-- BEGIN Data listing --

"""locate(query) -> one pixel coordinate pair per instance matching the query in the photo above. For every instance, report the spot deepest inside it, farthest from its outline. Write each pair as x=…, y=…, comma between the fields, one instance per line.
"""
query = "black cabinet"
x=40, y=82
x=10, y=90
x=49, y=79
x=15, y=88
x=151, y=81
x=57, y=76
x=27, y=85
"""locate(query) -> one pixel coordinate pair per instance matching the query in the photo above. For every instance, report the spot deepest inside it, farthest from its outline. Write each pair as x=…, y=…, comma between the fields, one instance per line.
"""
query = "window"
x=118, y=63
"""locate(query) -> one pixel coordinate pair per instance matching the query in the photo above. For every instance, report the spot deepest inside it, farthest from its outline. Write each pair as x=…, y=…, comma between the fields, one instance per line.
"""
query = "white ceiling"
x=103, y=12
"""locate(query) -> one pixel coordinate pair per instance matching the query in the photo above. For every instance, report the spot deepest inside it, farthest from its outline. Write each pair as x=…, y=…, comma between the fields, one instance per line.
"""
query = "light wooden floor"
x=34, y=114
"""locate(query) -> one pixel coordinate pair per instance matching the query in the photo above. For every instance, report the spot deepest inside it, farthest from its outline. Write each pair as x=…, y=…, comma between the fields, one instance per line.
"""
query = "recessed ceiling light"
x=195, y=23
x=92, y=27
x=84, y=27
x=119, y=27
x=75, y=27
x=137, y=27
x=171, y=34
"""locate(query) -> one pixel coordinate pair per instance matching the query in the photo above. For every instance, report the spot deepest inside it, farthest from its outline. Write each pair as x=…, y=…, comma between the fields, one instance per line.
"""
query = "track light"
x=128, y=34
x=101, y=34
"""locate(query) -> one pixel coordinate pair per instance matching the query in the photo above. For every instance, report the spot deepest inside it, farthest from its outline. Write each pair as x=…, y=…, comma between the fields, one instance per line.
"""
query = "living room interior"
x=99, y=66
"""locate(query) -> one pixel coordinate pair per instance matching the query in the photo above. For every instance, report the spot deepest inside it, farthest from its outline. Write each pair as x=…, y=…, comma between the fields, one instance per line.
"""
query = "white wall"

-- END Data listing --

Transcribe all of the lines in the records precisely.

### Output below
"""locate(query) -> one pixel coordinate pair per instance matching the query in the photo above. For every instance, report the spot deepest inside it, farthest from its outline. Write each pair as x=…, y=…, comma between the fields, one instance per line.
"""
query = "black cabinet"
x=40, y=82
x=10, y=90
x=49, y=79
x=15, y=88
x=151, y=81
x=57, y=76
x=27, y=85
"""locate(query) -> one pixel coordinate pair per instance matching the query in the photo above. For every instance, report the spot deepest inside it, farthest from its outline. Write each pair as x=…, y=…, comma between the fields, one instance per line.
"""
query = "window"
x=118, y=63
"""locate(query) -> one pixel coordinate pair per instance matching the query in the photo above. For every instance, report the spot deepest inside it, farthest from its outline. Write each pair as x=…, y=…, comma between the fields, one instance per line.
"""
query = "white ceiling"
x=103, y=12
"""locate(query) -> one pixel coordinate pair per instance matching the query in the photo above. For every instance, report the spot deepest inside it, farthest from its outline. Write each pair as x=…, y=…, comma between the fields, one instance per line.
"""
query = "light wooden floor"
x=34, y=114
"""locate(query) -> one pixel coordinate pair per instance matching the query in the photo above. For every instance, report the spot deepest inside it, farthest from its outline. Write each pair as x=…, y=…, comma between the fields, one instance per line.
"""
query = "recessed ceiling light"
x=195, y=23
x=92, y=27
x=84, y=27
x=119, y=27
x=75, y=27
x=137, y=27
x=171, y=34
"""locate(query) -> one pixel coordinate pair per instance matching the query in the photo above. For every instance, report the spot deepest inside it, farthest from its outline. Write each pair as x=…, y=…, comma between the fields, one instance per line.
"""
query = "track light"
x=128, y=34
x=101, y=34
"""locate(query) -> one pixel coordinate pair per instance matching the query in the photo above. For every instance, report the spot deepest inside it, farthest from its outline. Write each pair as x=…, y=…, comma between the fields, one instance per line.
"""
query = "living room interior"
x=99, y=66
"""locate(query) -> one pixel coordinate pair per instance matching the query in the photo above. For every instance, report the spot deepest inside it, farthest from its outline. Write each pair as x=…, y=…, comma between the fields, one instance per line.
"""
query = "white wall"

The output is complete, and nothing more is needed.